◆ **Work request A**: Reproduce everything from "This is a pretty" down to "the chips powered." in the comment thread on AI and renewable energy, word for word.
◆ **Work request B**: For the comment thread on AI and renewable energy, answer yes or no to whether each statement agrees with it, and quote the deciding words: (i) the first commenter names power demand as the problem; (ii) the first commenter describes renewables as cheap and highly profitable; (iii) the reply says the utility is forced to power on an old coal plant to keep the chips powered.

**** Excerpt provided

Comment by arghwhat

Comment by arghwhat 3 hours ago

11 replies

It's not the power demand that is the problem.

It's that the majority of AI deployments are happening in a country which has a has had very poor renewable adoption and is now actively sabotaging renewable projects with an active opposition to climate goals because a particular group wants to protect their existing revenue.

Renewables are cheap and highly profitable, and money talks - even in the US, as can be seen in Texas. But it's hard to fight against your government when they want to force you to buy their rich friends' fossil fuels instead...

cmiles8 2 hours ago

This is a pretty gross mis characterization of what’s happening. There’s been a lot written about the fluff that is a lot of these AI company “purchases” of “green” energy. In practice there’s no way to get that power from (insert middle of nowhere location with green energy plant) to (insert location of AI datacenter) so to actually power the data center the utility is forced to power on some clunky old coal plant to keep the chips powered.

********
**** Supplied information

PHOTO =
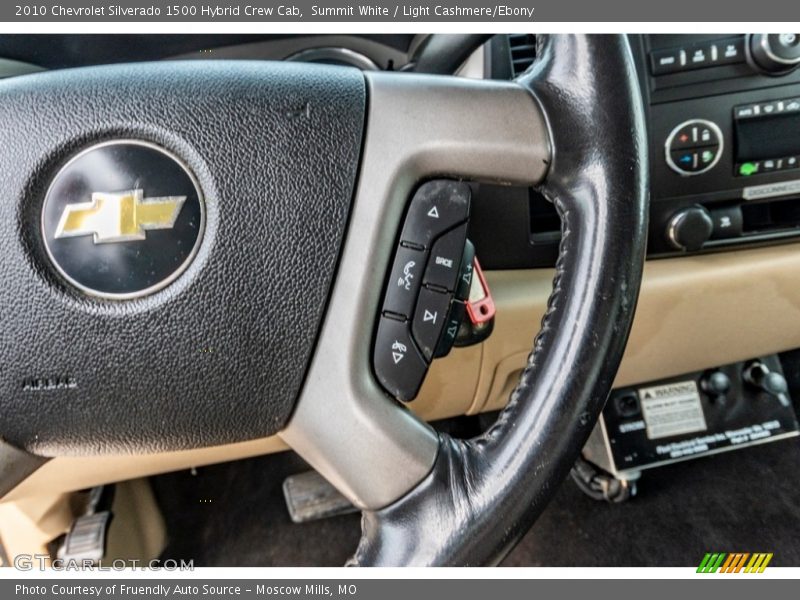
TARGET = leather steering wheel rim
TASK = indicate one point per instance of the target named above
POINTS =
(305, 172)
(483, 494)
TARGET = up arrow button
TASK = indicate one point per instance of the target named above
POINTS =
(436, 207)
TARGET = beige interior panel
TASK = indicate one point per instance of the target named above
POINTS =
(448, 391)
(693, 313)
(137, 531)
(26, 527)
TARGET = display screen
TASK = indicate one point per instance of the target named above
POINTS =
(768, 137)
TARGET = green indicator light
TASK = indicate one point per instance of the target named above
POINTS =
(747, 169)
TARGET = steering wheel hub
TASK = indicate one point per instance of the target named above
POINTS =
(123, 219)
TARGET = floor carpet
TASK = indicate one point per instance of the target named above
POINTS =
(745, 501)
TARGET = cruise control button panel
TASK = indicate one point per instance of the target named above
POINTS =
(419, 316)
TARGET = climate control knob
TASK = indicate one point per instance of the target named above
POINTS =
(690, 228)
(775, 53)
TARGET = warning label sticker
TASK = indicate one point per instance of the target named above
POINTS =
(672, 409)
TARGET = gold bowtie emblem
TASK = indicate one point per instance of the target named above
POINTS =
(119, 217)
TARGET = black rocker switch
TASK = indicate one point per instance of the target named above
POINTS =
(398, 364)
(418, 306)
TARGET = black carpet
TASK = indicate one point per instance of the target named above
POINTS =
(743, 501)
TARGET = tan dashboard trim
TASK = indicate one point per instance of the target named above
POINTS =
(693, 313)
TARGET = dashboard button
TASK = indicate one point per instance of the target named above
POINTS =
(699, 56)
(404, 281)
(687, 160)
(694, 147)
(437, 206)
(398, 364)
(444, 265)
(731, 51)
(667, 61)
(429, 320)
(727, 222)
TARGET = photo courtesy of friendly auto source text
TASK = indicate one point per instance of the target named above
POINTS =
(329, 299)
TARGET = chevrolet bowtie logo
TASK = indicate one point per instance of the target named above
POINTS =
(119, 217)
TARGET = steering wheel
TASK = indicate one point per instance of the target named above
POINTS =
(196, 256)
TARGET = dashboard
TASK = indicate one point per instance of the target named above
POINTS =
(723, 116)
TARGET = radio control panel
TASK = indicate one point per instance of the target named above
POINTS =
(725, 145)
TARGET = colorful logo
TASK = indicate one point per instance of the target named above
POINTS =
(734, 562)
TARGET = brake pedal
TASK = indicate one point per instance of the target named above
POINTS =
(310, 497)
(87, 538)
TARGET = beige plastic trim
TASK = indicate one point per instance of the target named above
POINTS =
(27, 527)
(693, 313)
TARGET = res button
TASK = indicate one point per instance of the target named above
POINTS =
(444, 264)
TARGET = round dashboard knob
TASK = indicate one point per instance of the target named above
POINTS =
(690, 228)
(775, 53)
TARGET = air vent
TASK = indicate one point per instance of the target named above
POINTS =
(523, 51)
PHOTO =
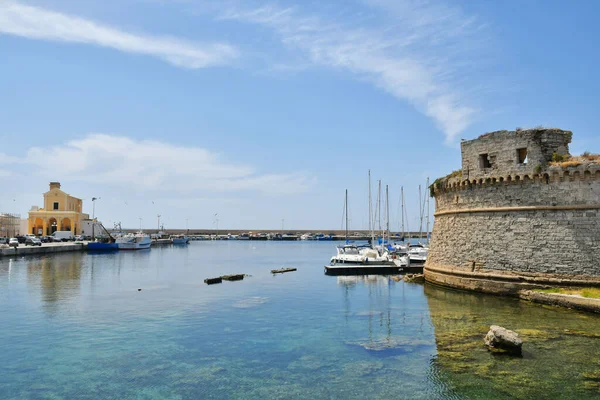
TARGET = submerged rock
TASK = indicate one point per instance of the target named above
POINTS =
(414, 278)
(499, 338)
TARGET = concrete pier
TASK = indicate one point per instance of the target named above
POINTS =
(45, 248)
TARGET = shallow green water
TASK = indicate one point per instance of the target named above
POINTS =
(75, 326)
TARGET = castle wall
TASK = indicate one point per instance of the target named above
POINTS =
(501, 148)
(548, 225)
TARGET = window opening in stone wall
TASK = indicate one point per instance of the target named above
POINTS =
(522, 156)
(484, 161)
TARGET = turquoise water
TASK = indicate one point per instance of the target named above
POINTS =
(75, 326)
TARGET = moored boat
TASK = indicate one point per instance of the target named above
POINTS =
(99, 246)
(180, 239)
(138, 241)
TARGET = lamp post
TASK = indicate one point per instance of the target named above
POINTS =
(217, 222)
(94, 216)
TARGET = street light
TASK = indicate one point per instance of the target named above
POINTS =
(217, 222)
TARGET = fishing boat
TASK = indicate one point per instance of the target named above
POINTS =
(180, 239)
(108, 243)
(102, 246)
(131, 241)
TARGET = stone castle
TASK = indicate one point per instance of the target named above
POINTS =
(519, 214)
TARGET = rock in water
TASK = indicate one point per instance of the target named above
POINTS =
(500, 338)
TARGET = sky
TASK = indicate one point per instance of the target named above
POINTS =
(259, 114)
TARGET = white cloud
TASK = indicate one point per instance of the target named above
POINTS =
(420, 52)
(38, 23)
(155, 165)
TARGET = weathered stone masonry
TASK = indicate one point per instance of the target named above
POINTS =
(513, 218)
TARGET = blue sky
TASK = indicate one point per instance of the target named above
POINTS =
(265, 111)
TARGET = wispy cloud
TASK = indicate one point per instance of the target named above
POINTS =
(156, 165)
(416, 51)
(38, 23)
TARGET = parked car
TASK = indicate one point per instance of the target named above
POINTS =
(33, 241)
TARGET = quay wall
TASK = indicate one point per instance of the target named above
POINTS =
(502, 234)
(24, 250)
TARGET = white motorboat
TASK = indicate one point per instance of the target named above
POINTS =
(131, 241)
(180, 239)
(348, 254)
(364, 255)
(401, 260)
(418, 254)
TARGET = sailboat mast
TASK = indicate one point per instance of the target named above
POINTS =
(402, 198)
(387, 211)
(421, 215)
(427, 231)
(346, 202)
(379, 206)
(370, 209)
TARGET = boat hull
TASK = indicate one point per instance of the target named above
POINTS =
(95, 246)
(349, 269)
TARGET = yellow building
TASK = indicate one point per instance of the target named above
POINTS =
(61, 212)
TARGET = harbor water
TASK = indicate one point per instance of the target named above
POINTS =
(75, 326)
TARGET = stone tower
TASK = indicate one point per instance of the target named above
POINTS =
(521, 212)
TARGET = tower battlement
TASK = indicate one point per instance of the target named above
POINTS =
(520, 210)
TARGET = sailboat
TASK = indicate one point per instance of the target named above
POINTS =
(360, 259)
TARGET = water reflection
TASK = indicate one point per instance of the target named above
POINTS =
(59, 277)
(561, 356)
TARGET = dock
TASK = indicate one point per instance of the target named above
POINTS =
(45, 248)
(358, 269)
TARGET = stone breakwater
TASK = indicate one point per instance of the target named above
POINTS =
(504, 225)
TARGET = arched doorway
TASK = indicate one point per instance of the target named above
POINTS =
(38, 226)
(66, 224)
(52, 226)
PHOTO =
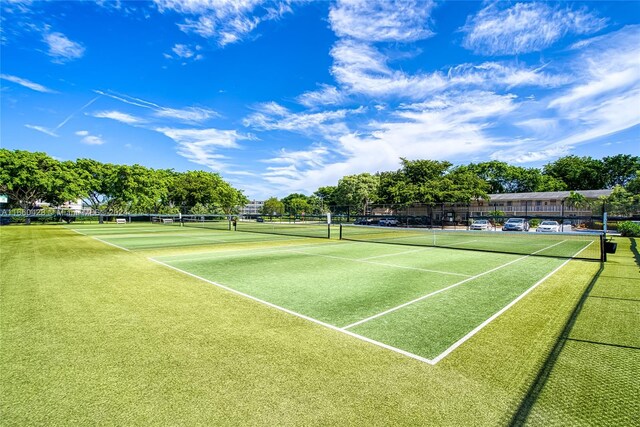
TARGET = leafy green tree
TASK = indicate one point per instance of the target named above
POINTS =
(296, 204)
(192, 187)
(272, 205)
(229, 199)
(633, 186)
(622, 202)
(327, 197)
(357, 190)
(505, 178)
(199, 209)
(620, 169)
(96, 178)
(576, 200)
(578, 173)
(28, 177)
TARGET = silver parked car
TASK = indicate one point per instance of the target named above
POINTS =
(548, 226)
(516, 224)
(480, 224)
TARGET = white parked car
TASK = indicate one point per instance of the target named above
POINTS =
(516, 224)
(548, 226)
(480, 224)
(388, 222)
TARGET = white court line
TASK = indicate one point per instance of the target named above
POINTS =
(391, 310)
(382, 264)
(302, 316)
(394, 254)
(235, 252)
(456, 244)
(508, 306)
(100, 240)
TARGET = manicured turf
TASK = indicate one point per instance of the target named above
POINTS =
(595, 378)
(581, 245)
(92, 334)
(344, 284)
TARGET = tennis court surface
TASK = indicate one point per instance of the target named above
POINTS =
(414, 297)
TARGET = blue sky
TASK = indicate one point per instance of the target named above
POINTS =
(288, 96)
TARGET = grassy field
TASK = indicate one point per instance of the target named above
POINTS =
(94, 334)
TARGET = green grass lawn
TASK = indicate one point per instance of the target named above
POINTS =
(92, 334)
(595, 379)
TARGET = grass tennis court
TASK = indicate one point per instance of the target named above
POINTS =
(423, 302)
(107, 324)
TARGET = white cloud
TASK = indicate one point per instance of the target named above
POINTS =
(42, 129)
(494, 74)
(382, 20)
(326, 95)
(360, 68)
(184, 52)
(609, 65)
(225, 21)
(26, 83)
(452, 126)
(61, 48)
(187, 115)
(311, 158)
(275, 117)
(118, 116)
(201, 146)
(89, 139)
(525, 27)
(603, 100)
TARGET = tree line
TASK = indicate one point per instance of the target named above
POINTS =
(432, 182)
(30, 177)
(27, 177)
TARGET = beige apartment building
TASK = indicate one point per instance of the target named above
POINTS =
(542, 204)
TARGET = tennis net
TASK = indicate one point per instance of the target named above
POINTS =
(211, 222)
(559, 245)
(313, 229)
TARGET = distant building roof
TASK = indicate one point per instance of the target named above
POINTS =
(548, 195)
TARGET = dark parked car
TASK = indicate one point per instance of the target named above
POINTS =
(516, 224)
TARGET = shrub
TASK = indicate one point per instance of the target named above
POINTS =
(629, 229)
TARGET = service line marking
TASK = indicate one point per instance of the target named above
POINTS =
(508, 306)
(302, 316)
(391, 310)
(100, 240)
(382, 264)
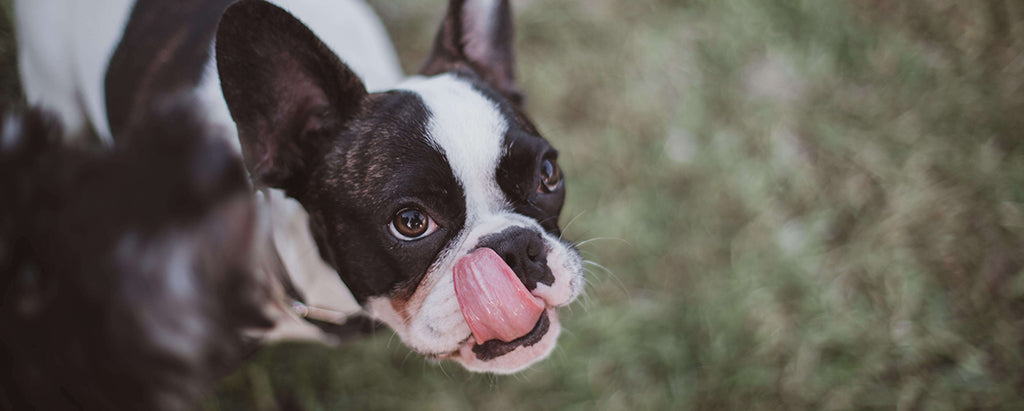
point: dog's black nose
(524, 251)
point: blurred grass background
(792, 204)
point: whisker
(585, 242)
(567, 224)
(610, 274)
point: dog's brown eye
(551, 176)
(412, 224)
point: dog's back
(66, 48)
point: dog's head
(126, 276)
(406, 188)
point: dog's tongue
(495, 302)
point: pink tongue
(493, 299)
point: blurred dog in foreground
(128, 278)
(435, 201)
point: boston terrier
(433, 198)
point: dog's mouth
(472, 352)
(493, 348)
(510, 328)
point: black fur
(127, 277)
(493, 57)
(163, 50)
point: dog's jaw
(430, 322)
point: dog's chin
(507, 358)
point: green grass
(801, 204)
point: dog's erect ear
(478, 34)
(287, 91)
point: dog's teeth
(494, 301)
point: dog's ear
(287, 91)
(477, 34)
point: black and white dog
(433, 198)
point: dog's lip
(493, 348)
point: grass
(801, 204)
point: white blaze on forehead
(468, 129)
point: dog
(432, 201)
(129, 278)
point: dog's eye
(412, 224)
(551, 176)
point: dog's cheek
(566, 265)
(436, 323)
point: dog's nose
(525, 253)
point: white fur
(64, 50)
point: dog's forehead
(469, 129)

********

◆ **Exercise response A**:
This is a pretty gross mis characterization of what’s happening. There’s been a lot written about the fluff that is a lot of these AI company “purchases” of “green” energy. In practice there’s no way to get that power from (insert middle of nowhere location with green energy plant) to (insert location of AI datacenter) so to actually power the data center the utility is forced to power on some clunky old coal plant to keep the chips powered.

◆ **Exercise response B**:
(i) No: "It's not the power demand that is the problem."
(ii) Yes: "Renewables are cheap and highly profitable"
(iii) Yes: "the utility is forced to power on some clunky old coal plant to keep the chips powered."